[Begin DOCUMENT]

It all started from a conversation I with my uncle over my Grandmother’s 80th lunch. We talked about the possibilities of a John O’Groats to Land’s End cycle in early June, and although the plans never did materialise, a seed began to grow.


I quickly dismissed the idea of cycling in preference for being on foot, and began to think up a similar traverse that I could attempt in around 10 days. Scotland was the obvious place to start—I’ve never been to the highlands before and wanted something new—something that was as wild as I could find in UK.


A couple of years back I saw adverts for the Cape Wrath Ultra—a multi-stage race than ran the length of the Cape Wrath Trail over 8 days—a monster of a trail that covers much of the most challenging and dramatic terrain Scotland has to offer. It was the sort of simplicity that appealed to me, and the freedom and wild isolation of the Highlands must have stuck it in the back of my mind.


Reignited by my current scheming, old ideas resurfaced. With Cape Wrath and the Scottish wilderness in my mind I developed a plan—I would traverse the length of the Scottish Highlands.



THE ROUTE



My route links up two of Scotland’s most iconic trails—the Cape Wrath Trail and the West Highland Way—for a complete north-south traverse of the Scottish Highlands.


The Cape Wrath Trail (https://www.capewrathtrail.org.uk) is considered the toughest of all British trails—'an unofficial, unmarked and magnificently wild long-distance route from Fort William to Cape Wrath, the most north westerly point of mainland Scotland.’ Many parts of the trail are pathless, requiring careful navigation through bogs, rivers and generally pretty rugged and mountainous terrain. It’s also very isolated.


The West Highland Way (https://www.westhighlandway.org) is an official marked trail that travels from Milngavie on the outskirts of Glasgow to Fort William. It crosses the Grampian Mountains, traversing through rocky passes, open moorland, and along loch shores. From what I’ve read the entire route is on some sort of path, and route-finding is not challenging.

[End DOCUMENT]

» **SET EXERCISE A**: Which two trails does the route in the passage link together?
» **SET EXERCISE B**: Extract the words of the passage running from "The Cape Wrath Trail (https://www.capewrathtrail.org.uk)" to "is not challenging.".

[Begin PROVIDED MATERIAL]

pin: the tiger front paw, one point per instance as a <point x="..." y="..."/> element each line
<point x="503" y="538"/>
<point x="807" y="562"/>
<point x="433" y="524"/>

[End PROVIDED MATERIAL]

» **EXERCISE OUTPUT A**: The Cape Wrath Trail and the West Highland Way.

» **EXERCISE OUTPUT B**:
The Cape Wrath Trail (https://www.capewrathtrail.org.uk) is considered the toughest of all British trails—'an unofficial, unmarked and magnificently wild long-distance route from Fort William to Cape Wrath, the most north westerly point of mainland Scotland.’ Many parts of the trail are pathless, requiring careful navigation through bogs, rivers and generally pretty rugged and mountainous terrain. It’s also very isolated.


The West Highland Way (https://www.westhighlandway.org) is an official marked trail that travels from Milngavie on the outskirts of Glasgow to Fort William. It crosses the Grampian Mountains, traversing through rocky passes, open moorland, and along loch shores. From what I’ve read the entire route is on some sort of path, and route-finding is not challenging.